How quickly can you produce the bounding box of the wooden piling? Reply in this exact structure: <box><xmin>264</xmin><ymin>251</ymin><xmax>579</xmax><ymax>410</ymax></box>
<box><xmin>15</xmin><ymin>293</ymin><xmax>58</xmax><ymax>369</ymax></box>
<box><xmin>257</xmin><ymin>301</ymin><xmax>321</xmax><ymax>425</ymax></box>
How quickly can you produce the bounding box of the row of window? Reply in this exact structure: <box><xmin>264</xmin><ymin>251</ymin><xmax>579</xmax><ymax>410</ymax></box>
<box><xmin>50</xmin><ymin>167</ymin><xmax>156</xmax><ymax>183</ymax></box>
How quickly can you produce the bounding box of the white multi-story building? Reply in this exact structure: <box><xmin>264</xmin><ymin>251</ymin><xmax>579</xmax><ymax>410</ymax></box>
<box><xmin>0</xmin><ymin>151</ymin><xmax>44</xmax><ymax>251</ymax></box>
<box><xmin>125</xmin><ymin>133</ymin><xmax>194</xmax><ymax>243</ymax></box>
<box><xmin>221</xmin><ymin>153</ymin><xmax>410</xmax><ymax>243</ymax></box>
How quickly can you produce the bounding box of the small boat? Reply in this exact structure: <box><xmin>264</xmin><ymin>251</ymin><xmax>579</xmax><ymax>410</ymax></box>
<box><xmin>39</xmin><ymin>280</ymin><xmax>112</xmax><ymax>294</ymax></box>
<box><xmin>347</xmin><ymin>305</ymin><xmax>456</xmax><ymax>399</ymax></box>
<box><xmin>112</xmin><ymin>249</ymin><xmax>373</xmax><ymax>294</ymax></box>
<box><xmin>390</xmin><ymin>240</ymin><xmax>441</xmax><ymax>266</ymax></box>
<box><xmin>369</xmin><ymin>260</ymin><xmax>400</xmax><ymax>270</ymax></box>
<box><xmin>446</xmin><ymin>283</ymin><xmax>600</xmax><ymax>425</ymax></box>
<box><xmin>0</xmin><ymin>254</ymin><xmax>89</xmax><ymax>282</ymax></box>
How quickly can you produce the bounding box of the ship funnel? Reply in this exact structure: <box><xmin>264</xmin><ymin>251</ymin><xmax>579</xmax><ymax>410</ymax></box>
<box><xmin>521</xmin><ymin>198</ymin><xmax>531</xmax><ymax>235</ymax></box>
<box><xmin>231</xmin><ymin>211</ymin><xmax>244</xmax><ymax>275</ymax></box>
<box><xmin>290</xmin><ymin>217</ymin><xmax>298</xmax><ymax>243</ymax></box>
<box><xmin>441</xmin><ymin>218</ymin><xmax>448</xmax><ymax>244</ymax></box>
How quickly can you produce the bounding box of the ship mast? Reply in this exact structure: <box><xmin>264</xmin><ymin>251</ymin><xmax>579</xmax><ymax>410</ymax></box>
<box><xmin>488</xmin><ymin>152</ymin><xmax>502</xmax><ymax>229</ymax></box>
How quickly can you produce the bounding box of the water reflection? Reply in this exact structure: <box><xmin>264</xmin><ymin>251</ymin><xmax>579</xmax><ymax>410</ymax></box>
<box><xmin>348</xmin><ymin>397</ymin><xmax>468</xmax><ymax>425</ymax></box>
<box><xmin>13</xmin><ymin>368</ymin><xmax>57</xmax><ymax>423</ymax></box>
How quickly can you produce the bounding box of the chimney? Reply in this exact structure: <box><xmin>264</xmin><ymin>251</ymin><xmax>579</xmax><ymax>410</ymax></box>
--
Convert all of the items above into a JSON list of strings, with one string per line and no blank lines.

[
  "How quickly can you produce the bounding box of the wooden piling? Reply in this exact structure: <box><xmin>264</xmin><ymin>251</ymin><xmax>579</xmax><ymax>410</ymax></box>",
  "<box><xmin>15</xmin><ymin>293</ymin><xmax>58</xmax><ymax>369</ymax></box>",
  "<box><xmin>257</xmin><ymin>301</ymin><xmax>321</xmax><ymax>425</ymax></box>",
  "How quickly can you produce the bounding box of the row of window? Reply in this exact structure: <box><xmin>264</xmin><ymin>251</ymin><xmax>579</xmax><ymax>410</ymax></box>",
  "<box><xmin>50</xmin><ymin>167</ymin><xmax>156</xmax><ymax>183</ymax></box>",
  "How quickly can you produce the bounding box of the white multi-story building? Reply in this exact structure: <box><xmin>264</xmin><ymin>251</ymin><xmax>579</xmax><ymax>410</ymax></box>",
  "<box><xmin>0</xmin><ymin>151</ymin><xmax>44</xmax><ymax>251</ymax></box>",
  "<box><xmin>125</xmin><ymin>133</ymin><xmax>194</xmax><ymax>243</ymax></box>",
  "<box><xmin>221</xmin><ymin>153</ymin><xmax>410</xmax><ymax>243</ymax></box>",
  "How quickly can you produce the bounding box of the small boat? Reply in this exact structure: <box><xmin>264</xmin><ymin>251</ymin><xmax>579</xmax><ymax>410</ymax></box>",
  "<box><xmin>39</xmin><ymin>280</ymin><xmax>112</xmax><ymax>294</ymax></box>",
  "<box><xmin>347</xmin><ymin>305</ymin><xmax>456</xmax><ymax>399</ymax></box>",
  "<box><xmin>112</xmin><ymin>249</ymin><xmax>373</xmax><ymax>294</ymax></box>",
  "<box><xmin>390</xmin><ymin>240</ymin><xmax>441</xmax><ymax>266</ymax></box>",
  "<box><xmin>369</xmin><ymin>260</ymin><xmax>400</xmax><ymax>270</ymax></box>",
  "<box><xmin>446</xmin><ymin>283</ymin><xmax>600</xmax><ymax>425</ymax></box>",
  "<box><xmin>0</xmin><ymin>254</ymin><xmax>89</xmax><ymax>282</ymax></box>",
  "How quickly can you produce the bounding box of the ship funnel? Reply in this exact structure: <box><xmin>264</xmin><ymin>251</ymin><xmax>579</xmax><ymax>410</ymax></box>",
  "<box><xmin>521</xmin><ymin>198</ymin><xmax>531</xmax><ymax>235</ymax></box>",
  "<box><xmin>231</xmin><ymin>211</ymin><xmax>244</xmax><ymax>275</ymax></box>",
  "<box><xmin>290</xmin><ymin>217</ymin><xmax>298</xmax><ymax>243</ymax></box>",
  "<box><xmin>441</xmin><ymin>218</ymin><xmax>448</xmax><ymax>244</ymax></box>",
  "How quickly can you produce the bounding box of the ship mast? Reply in this exact structure: <box><xmin>264</xmin><ymin>251</ymin><xmax>579</xmax><ymax>410</ymax></box>",
  "<box><xmin>488</xmin><ymin>152</ymin><xmax>502</xmax><ymax>229</ymax></box>",
  "How quickly can you produce the bounding box of the water reflection? Reply in this exact structure: <box><xmin>264</xmin><ymin>251</ymin><xmax>579</xmax><ymax>410</ymax></box>",
  "<box><xmin>348</xmin><ymin>397</ymin><xmax>468</xmax><ymax>425</ymax></box>",
  "<box><xmin>13</xmin><ymin>368</ymin><xmax>57</xmax><ymax>423</ymax></box>",
  "How quickly can you produce the bounding box of the chimney? Reply in this exact structure: <box><xmin>264</xmin><ymin>251</ymin><xmax>579</xmax><ymax>410</ymax></box>"
]